AUSGEWÄHLTER TEXT →
Auf dem Platz vor dem Kulturpalast sind provisorische Markthallen aufgestellt. An den Parkwegen stehen Plastikbuden, wo es Obst, Zigaretten, Bernsteinketten, Tischdecken, Trainingsanzüge und viele andere Dinge zu kaufen gibt. Das hat es vor einigen Jahren sicher noch nicht in dem Maße gegeben. Nun sitzt den Polen das Geld auch locker in der Tasche, da die Zlotys ständig an Wert verlieren, und deswegen lieber gleich ausgegeben werden. Für Ersparnisse bleibt da nichts, die Frage, wann die Zahlungskraft nachläßt und das ganze wieder in sich zusammenbricht.

An der "M" (Marszalkowska) befindet sich, wie eine Parodie des Ganzen, ein gut besuchtes Mac Donald Restaurant. Da ist man zwischen Wien und New York wohl nicht sicher davor. Hier gibt es sogar Verkehrsschilder für diese Abfütterstelle. Jedenfalls haben die westlichen Investoren überall ihren Fuß in der Tür.

Auf dem weiteren Weg fallen uns immer wieder piepende oder tutende Autos auf, die Warnblinkanlage in vollem Gange. Das sind dann parkende Autos, denen einer zu nahe gekommen ist und die Alarmanlage ausgelöst hat. Weiter fällt auf, daß die Erdgeschosse aller Gebäude vergittert sind.

Wir geraten, immer auf dem Weg Richtung Stare Miastro (Altstadt), in den Park Ogrod Saski, auf deutsch Sachsengarten. Ein Fahrradfahrer hat wohl das Rad erst seit kurzem, denn er kurvt enthusiastisch zwischen den Parkbänken herum. Sogar einen Sturzhelm hat er angelegt. Am Ende des Parks sehen wir andere Helme, hier bewachen zwei Soldaten das Grab des unbekannten Soldaten. Nun ist gerade Wachablösung. Mit unbewegten Gesichtern nähern sich drei Soldaten im Stechschritt den beiden ebenso unbeweglichen Diensttuenden, machen ein paar Begrüßungsgebärden, wenden dann auf der Stelle, nehmen die beiden vom schweren Stehen Gezeichneten mit und lassen die zwei neuen für ihre schwere Aufgabe zurück. Spätestens am Zebrastreifen an der vielbefahrenen Autostraße kommt man aus dem Takt und begibt sich dann schlendernd in die nahegelegene Kaserne.

Als wir den Mund wieder zumachen können vom Staunen, wenden wir uns den Sehenswürdigkeiten zu, die auf dem Weg in die Warschauer Altstadt liegen. Das sind meistens Kirchen. Wenn man sich nur erinnern könnte, wie die alle von innen ausgesehehen haben...

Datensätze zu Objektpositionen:
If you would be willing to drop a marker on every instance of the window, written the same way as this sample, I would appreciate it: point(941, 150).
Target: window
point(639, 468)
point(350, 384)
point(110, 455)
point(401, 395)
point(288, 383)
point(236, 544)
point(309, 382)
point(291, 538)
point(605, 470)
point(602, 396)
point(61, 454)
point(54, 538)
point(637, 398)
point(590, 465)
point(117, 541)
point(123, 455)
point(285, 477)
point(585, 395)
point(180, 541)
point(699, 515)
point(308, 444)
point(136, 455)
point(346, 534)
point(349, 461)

ZU ERLEDIGEN →
• A. Entnimm den Datensätzen jede Zeile, in der das Wort „window“ vorkommt, und gib sie unverändert wieder.
• B. Fahre mit dem Bericht über den Spaziergang durch Warschau im Anschluss an seinen letzten Satz fort.

ERGEBNISSE JE AUFGABE →
• A.
If you would be willing to drop a marker on every instance of the window, written the same way as this sample, I would appreciate it: point(941, 150).
Target: window

• B.
Dann steht man endlich vor dem berühmten Platz vor dem Schloß. Auf einer Säule steht ein Krieger mit gezogenem Schwert, alles in Form eines Denkmals. Der Krieger heißt Sigismund III Wasa, so steht es in dem Stadtführer, den wir noch in unserem Hotel erworben haben. Mein Foto kann leider nicht die parkenden Autos zu seinen Füßen wegzaubern.

Warschauer Schloß
Alles, was wir nun zu sehen kriegen, ist nach dem Krieg wieder aufgebaut worden. Es handelt sich um die Warschauer Altstadt, auf polnisch Stare Miastro. Das ganze ist umringt von einer Stadtmauer, durch Tore betritt man das Innere. Kleine Gassen mit malerischen Hausgiebeln, dazwischen Kirchen, alle Türen stehen offen, man kann jedesmal der Versuchung nicht wiederstehen, hineinzuschauen. Vor einer Kirchentür steht eine Frau und bettelt zweisprachig, auf Deutsch heißt ihr Spruch: "Keiner zahlt Rente...".

Das Herz der Stare Miastro ist der Altstadtmarkt, umstanden von reichverzierten Häusern. Auf dem Platz verkaufen mehrere Leinwandkünstler Gemälde, Tuschzeichnungen oder Aquarelle, alles Darstellungen von Warschauer Motiven. Eine französische Studentengruppe macht sich für ein Platzkonzert fertig. Vor den Eingängen zu den Kellerlokalen stehen livrierte Kellner.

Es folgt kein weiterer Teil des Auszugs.